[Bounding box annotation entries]
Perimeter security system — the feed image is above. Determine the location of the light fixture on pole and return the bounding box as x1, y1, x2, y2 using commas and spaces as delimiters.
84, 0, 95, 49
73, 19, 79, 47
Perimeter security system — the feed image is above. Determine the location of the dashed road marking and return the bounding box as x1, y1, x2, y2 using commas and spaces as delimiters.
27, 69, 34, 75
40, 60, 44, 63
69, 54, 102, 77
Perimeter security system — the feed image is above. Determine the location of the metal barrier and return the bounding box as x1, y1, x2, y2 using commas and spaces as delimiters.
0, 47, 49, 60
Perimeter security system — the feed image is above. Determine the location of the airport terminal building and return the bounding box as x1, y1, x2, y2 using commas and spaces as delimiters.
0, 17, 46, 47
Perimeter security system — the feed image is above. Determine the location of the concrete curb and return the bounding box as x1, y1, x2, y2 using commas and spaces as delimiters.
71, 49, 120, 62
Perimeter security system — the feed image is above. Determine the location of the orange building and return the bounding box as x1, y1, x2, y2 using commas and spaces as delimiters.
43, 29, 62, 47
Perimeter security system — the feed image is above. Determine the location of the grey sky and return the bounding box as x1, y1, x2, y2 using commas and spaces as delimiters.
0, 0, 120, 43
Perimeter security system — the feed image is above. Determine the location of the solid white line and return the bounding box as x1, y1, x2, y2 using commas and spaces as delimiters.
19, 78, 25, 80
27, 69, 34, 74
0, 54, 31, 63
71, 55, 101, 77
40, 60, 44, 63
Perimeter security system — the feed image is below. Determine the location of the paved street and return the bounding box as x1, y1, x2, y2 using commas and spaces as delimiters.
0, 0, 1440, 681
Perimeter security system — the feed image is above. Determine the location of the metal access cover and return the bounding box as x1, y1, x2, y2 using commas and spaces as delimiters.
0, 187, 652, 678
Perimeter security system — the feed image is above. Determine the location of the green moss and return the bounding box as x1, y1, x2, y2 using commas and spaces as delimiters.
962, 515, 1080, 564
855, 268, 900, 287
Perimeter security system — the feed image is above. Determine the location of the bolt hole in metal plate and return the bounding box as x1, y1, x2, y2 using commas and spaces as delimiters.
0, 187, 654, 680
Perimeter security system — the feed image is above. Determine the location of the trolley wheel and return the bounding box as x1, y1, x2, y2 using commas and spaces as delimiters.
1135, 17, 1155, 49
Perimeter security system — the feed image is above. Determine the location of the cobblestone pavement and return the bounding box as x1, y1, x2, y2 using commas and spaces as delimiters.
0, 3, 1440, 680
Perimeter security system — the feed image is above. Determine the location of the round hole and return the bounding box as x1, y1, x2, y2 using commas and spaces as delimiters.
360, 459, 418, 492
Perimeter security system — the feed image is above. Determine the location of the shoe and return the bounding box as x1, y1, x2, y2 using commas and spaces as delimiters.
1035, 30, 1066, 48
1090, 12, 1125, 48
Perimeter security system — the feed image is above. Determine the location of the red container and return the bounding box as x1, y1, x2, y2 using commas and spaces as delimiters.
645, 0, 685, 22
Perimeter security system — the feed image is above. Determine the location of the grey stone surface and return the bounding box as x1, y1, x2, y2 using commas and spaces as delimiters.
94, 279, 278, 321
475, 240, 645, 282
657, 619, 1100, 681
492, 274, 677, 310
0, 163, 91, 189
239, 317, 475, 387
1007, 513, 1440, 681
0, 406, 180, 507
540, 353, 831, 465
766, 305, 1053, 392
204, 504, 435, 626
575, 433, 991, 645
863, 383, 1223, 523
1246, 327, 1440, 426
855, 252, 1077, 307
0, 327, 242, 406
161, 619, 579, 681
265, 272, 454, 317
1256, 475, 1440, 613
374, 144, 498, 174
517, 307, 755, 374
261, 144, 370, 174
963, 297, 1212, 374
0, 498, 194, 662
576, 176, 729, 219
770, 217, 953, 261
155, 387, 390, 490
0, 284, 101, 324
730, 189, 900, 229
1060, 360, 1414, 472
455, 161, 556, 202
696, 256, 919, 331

§ AIM
List each line in the rows above that contains the word "metal", copying every such line in full.

§ ANSWER TO THE EXERCISE
Perimeter security system — the feed image is above. Determine the location of the metal barrier and return the bounding box as x1, y1, x2, y2 using commas and spaces as delimiters.
Perimeter security system — the feed image is above. Determine the location of the metal access cover and return the bounding box as x1, y1, x2, y2 using commas and spaces as delimiters.
Perimeter security system — the feed image is above. Determine the location of the bolt hole in metal plate and return the bounding box as x1, y1, x2, y2 using commas and spaces as delimiters.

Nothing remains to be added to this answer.